(Perguntas):
1) Diga se cada afirmação abaixo bate com o discurso sobre a concordata e a Índia, respondendo sim ou não e citando as palavras do discurso que decidem. (a) O orador acha mais vantajoso mandar médicos goanos às terras do padroado do que continuar mandando padres. (b) O orador descreve em detalhe à câmara o estado do liceu na Índia. (c) Depois de falar da concordata, o orador anuncia que vai tratar das moções apresentadas pelos pares que falaram antes dele.
2) Continue o discurso sobre a concordata e a Índia a partir da última frase mostrada.

(Trecho fornecido):

((

Póde ser presumpção minha pouco fundada, mas afigura-se-me, sr. presidente, que para nós havia maiores vantagens em distribuir pelas terras do padroado medicos goanos intelligentes, que levassem a esses povos com os soccorros medicos, a civilisação naturalista do seculo em que vivemos, do que continuar a mandar-lhe padres que vão em procura de alguns haveres, auferidos a troco de sacramentos.

O uso pedir ao sr. ministro da marinha que se digne attender a esta questão que reputo importante e opportuna, depois de ratificada a concordata com a Santa Se.

Sr. presidente, se em alguma cousa eu entendo que devo insistir n'este assumpto de um modo particular, é pela conservação e grandeza do pouco que temos na India, d'esse resto desgraçado do imperio do grande Affonso de Albuquerque. Poisasse desideratum depende em muito da cultura do indigena.

Não descreverei á camara, para não abusar da benevolencia que se tem dignado dispensar-me, o estado em que se encontram os outros estabelecimentos de instrucção na India, e em especial o lyceu e a malfadada escola de ensino profissional. Limito-me apenas a pedir ao governo que attenda como lhe cumpre ás imperiosas necessidades da educação dos filhos d'aquelles povos.

Fecho aqui, sr. presidente, o que me occorreu dizer a respeito da concordata.

Agora vou entrar na analyse dos motivos por que registo, como hontem disse, todas as moções que foram apresentadas pelos dignos pares que me precederam neste debate.

))

(Material fornecido):
((

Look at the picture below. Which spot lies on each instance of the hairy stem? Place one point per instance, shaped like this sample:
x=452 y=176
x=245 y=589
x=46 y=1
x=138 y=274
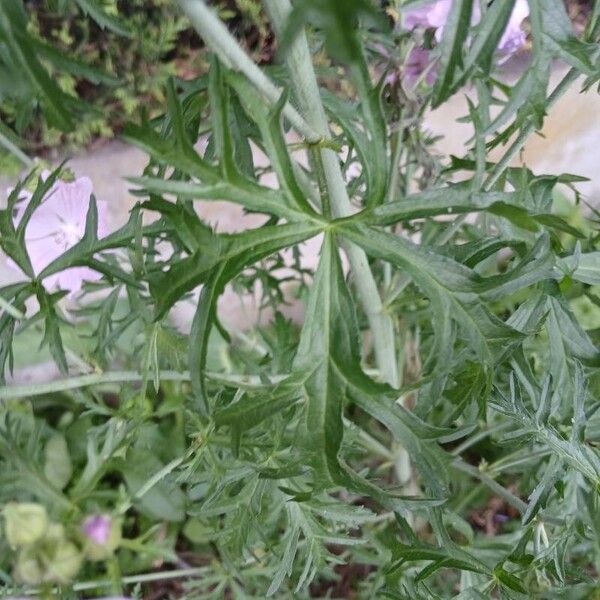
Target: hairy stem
x=218 y=38
x=309 y=101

))

(Respostas):
1)
(a) Sim: "para nós havia maiores vantagens em distribuir pelas terras do padroado medicos goanos intelligentes, que levassem a esses povos com os soccorros medicos, a civilisação naturalista do seculo em que vivemos, do que continuar a mandar-lhe padres"
(b) Não: "Não descreverei á camara, para não abusar da benevolencia que se tem dignado dispensar-me, o estado em que se encontram os outros estabelecimentos de instrucção na India, e em especial o lyceu"
(c) Sim: "Agora vou entrar na analyse dos motivos por que registo, como hontem disse, todas as moções que foram apresentadas pelos dignos pares que me precederam neste debate."

2)
O digno par o sr. Miguel Osorio apresentou uma moção na qual convidou o governo a dirigir supplicas ao Santo. Padre para serem incorporadas nas dioceses do padroado as christandades do Ceylão, e o pensamento de s. exa. foi secundado por outros dignos pares, e em especial pelos srs. Fernando Palha e Costa Lobo. Anima-me o mesmo sentimento de gratidão que tão nobremente manifestaram s. exa. pelos habitantes da formosa ilha, em que outr'ora foi grande o nome portuguez.

Mas, sr. presidente, eu não posso esquecer o lado politico d'esta questão! Depois de ter ouvido declarar ao sr. ministro dos negocios estrangeiros que o governo se compromettera com o Santo Padre a não fazer mais pedidos após as concessões, obtidas já depois da ratificação da concordata, eu penso que seria menos delicado apresentar novas exigencias de resto eu creio que, caso o Santo Padre julgue que o pedido d'essas christandades é justo, attendel-as-ha independentemente da interferencia do governo portuguez.

De mais eu desejaria saber, para julgar n'esta questão, se o pedido é directamente feito pelas christandades, que preferem ouvir a palavra de Deus dos labios do padre goano em recordação pelo nosso nome, ou se tal pedido vem indirectamente dos padres goanos, por lhes convir terem campo mais vasto para as suas explorações.

Aprecia v. exa. bem claramente, sr. presidente, que o nosso juizo e proceder devem ser differentes em cada uma das duas hypotheses.

O sr. Conde de Alte:- V. exa. dá-me licença?

O Orador: - Com muito prazer.

O sr. Conde de Alte: - Affirmo a v. exa. que o pedido vem directamente dos povos de Ceylão.

O Orador: - Agradeço a v. exa. a explicação que me dá e que eu acceito, apesar de saber qual e o processo por que muitas vezes se obtem dos povos essas petições.

Mas ainda n'essa hypothese não devemos esquecer-nos de que os povos que nos dirigem esse pedido se compõem de subditos de Sua Magestade Britannica, e que por isso deve haver toda a circumspecção em nos intromettermos a apasiguar as suas contendas religiosas, dando-se a circumstancia particular de, porventura, andarem envolvidos n'essa lucta padres do territorio portuguez.

O que se me afigura mais conveniente é que esse pedido para Sua Santidade vá por Londres. Consiga Sua Magestade Britannica que o Santo Padre faça a vontade aos povos de Ceylão, e depois Sua Magestade El-Rei de Portugal responderá que sim, que recebe no padroado os subditos inglezes. D'outra fórma não. Peço á camara que me dispense de alongar-me n'esta analyse. Rejeito, pois, a moção do sr. Miguel Osorio.

Passo a examinar a moção do digno par o sr. Thomás Ribeiro.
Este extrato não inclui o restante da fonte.